== Records for this task ==
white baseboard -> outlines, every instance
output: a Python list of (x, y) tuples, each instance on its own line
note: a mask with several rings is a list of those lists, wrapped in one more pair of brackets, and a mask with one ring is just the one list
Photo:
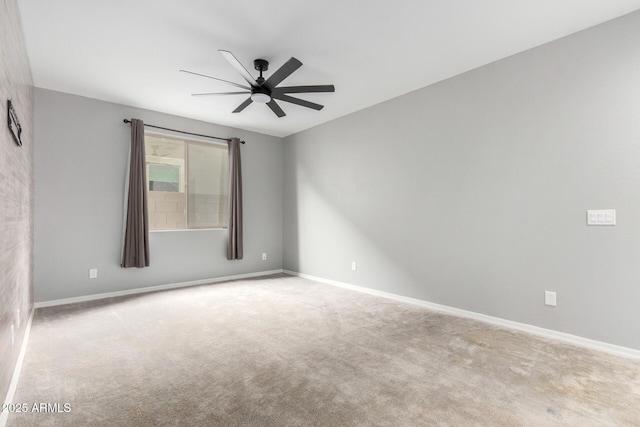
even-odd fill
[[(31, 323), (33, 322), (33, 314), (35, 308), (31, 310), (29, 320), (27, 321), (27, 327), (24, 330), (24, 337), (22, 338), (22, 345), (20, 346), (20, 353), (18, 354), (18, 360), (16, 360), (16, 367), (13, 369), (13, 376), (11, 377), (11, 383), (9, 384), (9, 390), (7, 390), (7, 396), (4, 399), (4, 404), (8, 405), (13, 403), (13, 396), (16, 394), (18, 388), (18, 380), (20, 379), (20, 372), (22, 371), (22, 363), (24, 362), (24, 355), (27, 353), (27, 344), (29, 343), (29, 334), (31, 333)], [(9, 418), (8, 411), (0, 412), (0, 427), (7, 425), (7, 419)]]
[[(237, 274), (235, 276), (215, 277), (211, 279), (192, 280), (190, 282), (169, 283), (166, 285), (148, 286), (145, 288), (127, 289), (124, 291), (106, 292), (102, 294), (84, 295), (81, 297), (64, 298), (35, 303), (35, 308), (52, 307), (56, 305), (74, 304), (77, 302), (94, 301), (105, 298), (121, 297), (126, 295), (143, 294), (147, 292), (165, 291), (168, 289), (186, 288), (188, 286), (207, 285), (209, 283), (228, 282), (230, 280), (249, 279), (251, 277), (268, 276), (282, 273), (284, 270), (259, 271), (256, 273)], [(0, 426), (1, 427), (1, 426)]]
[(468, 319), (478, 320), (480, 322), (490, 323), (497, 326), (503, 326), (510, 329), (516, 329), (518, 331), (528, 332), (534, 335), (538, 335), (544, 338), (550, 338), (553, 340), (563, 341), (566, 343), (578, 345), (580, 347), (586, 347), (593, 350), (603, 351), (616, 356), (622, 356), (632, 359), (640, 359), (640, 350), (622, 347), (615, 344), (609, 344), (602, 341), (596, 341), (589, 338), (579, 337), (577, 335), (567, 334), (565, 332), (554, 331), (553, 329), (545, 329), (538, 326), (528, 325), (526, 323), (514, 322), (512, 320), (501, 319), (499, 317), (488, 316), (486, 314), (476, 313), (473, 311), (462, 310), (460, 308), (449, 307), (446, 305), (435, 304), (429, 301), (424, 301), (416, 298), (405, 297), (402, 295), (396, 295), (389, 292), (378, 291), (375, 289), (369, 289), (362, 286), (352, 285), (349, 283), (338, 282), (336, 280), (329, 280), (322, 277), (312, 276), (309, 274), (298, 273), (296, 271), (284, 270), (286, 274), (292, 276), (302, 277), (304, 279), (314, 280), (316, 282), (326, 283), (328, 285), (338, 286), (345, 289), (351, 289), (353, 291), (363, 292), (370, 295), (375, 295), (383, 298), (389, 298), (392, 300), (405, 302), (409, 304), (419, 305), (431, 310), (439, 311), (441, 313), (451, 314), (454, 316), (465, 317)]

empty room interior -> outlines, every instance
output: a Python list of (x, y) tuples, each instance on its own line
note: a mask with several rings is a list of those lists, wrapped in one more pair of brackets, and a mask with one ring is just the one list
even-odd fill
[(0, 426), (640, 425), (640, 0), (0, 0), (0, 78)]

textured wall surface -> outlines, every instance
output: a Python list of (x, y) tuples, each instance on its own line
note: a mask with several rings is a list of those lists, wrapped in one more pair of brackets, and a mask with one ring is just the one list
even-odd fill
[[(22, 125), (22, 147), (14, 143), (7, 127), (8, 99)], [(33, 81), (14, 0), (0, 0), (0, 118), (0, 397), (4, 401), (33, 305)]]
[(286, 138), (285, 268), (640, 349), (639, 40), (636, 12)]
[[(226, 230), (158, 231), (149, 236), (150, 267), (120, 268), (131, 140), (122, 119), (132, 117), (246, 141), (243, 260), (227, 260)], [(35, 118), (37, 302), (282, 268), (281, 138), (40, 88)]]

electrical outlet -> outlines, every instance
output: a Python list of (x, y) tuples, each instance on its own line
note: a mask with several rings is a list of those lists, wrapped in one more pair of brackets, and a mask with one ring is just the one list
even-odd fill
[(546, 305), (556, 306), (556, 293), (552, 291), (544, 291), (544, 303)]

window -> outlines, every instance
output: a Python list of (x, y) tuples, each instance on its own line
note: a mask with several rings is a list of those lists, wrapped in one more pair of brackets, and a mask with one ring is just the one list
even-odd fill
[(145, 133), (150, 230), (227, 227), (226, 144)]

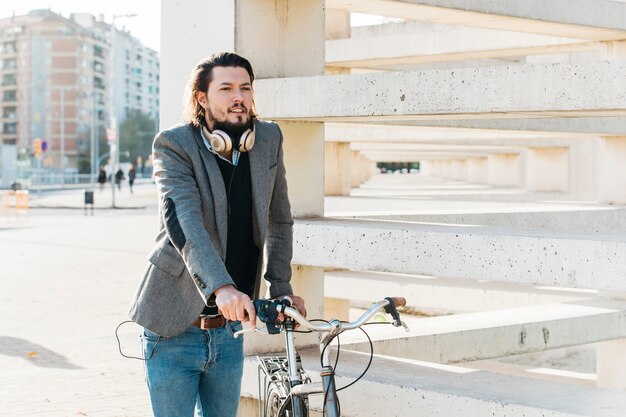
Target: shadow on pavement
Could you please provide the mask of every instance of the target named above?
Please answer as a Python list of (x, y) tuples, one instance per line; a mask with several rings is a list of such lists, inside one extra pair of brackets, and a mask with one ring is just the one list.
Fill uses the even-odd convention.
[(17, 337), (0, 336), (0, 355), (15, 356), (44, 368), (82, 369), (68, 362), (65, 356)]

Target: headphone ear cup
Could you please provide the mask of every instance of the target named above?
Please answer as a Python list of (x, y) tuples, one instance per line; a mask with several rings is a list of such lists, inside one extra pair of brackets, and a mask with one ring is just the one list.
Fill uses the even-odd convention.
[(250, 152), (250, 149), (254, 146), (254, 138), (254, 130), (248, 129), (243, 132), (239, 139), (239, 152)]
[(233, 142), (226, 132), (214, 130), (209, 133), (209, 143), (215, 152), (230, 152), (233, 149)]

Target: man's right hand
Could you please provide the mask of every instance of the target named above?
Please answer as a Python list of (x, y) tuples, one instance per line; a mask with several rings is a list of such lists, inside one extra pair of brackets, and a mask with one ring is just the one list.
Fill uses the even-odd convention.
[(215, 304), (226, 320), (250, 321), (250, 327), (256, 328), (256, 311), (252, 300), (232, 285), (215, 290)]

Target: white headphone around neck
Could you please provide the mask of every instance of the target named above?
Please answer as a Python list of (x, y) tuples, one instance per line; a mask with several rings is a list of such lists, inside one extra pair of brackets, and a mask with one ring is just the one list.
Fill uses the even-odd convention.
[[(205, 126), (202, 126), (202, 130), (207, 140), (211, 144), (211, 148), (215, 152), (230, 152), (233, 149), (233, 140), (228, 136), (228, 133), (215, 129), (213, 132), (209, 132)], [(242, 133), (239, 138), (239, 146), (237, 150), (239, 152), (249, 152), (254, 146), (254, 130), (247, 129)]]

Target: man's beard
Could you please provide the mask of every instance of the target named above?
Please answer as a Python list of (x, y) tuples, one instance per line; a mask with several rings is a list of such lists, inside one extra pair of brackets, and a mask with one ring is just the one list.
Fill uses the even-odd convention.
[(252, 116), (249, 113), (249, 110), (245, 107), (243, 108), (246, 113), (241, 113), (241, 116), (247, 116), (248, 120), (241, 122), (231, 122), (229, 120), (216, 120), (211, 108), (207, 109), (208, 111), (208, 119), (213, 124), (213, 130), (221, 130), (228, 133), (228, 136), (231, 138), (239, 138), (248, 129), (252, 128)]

---

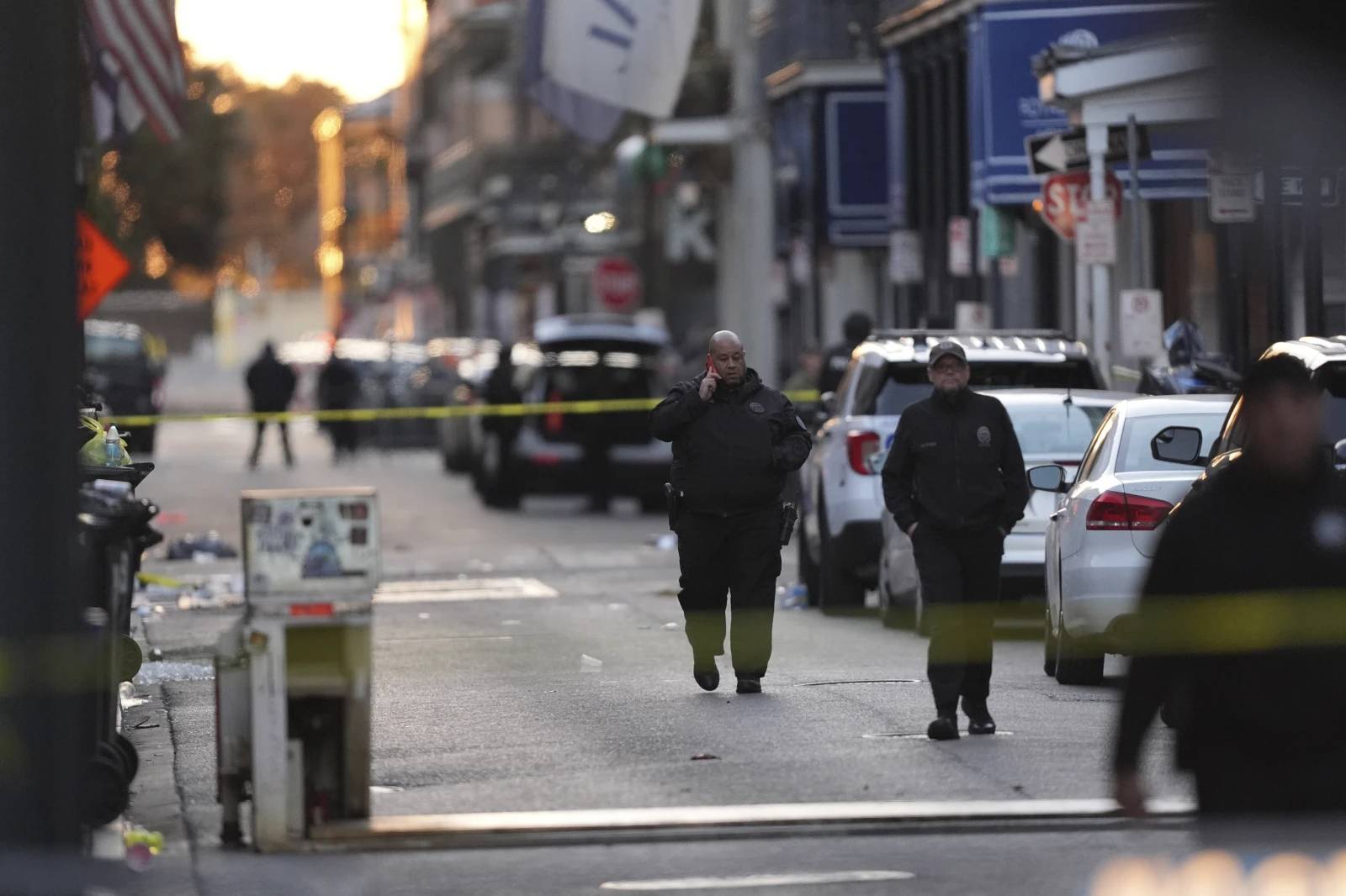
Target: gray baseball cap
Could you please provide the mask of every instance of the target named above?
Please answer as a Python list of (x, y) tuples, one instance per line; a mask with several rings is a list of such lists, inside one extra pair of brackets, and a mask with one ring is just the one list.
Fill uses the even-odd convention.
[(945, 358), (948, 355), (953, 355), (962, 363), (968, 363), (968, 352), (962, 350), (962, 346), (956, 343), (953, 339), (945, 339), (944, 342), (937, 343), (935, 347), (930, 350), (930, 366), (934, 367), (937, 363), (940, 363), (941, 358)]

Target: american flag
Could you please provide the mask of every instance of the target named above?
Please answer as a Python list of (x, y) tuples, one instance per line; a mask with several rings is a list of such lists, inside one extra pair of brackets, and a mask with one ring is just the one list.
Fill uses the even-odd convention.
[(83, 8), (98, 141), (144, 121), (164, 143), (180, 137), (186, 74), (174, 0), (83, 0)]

== Set task ==
Rewrite the material from the line with "Target: headphone ear cup" up to and including the line with "285), (215, 290)]", putting "target listed above" wherever "target named above" appears and leaving everything else unchanged.

== Problem solution ==
Target: headphone ear cup
Could you please provide the mask of every instance of the target listed above?
Please answer as a Python list of (x, y) tuples, one instance per line; a mask with several rings is a list of such lists, inside one extra pair of brackets, and a mask with one ring is just the one list.
Fill uses the even-odd convention.
[(250, 152), (250, 149), (254, 146), (254, 138), (254, 130), (248, 129), (243, 132), (239, 139), (239, 152)]
[(233, 142), (226, 132), (214, 130), (209, 133), (209, 143), (215, 152), (230, 152), (233, 149)]

Target: man's right hand
Could you please provide the mask of every instance of the target listed above?
Please answer as a Python list of (x, y) tuples, one instance per line; a mask with several rings is a list of such lists, inside one extra pair of brackets, and a mask with one ring is just the one list.
Fill uses the even-odd convention.
[(215, 304), (226, 320), (250, 321), (250, 327), (256, 328), (256, 311), (252, 300), (232, 285), (215, 290)]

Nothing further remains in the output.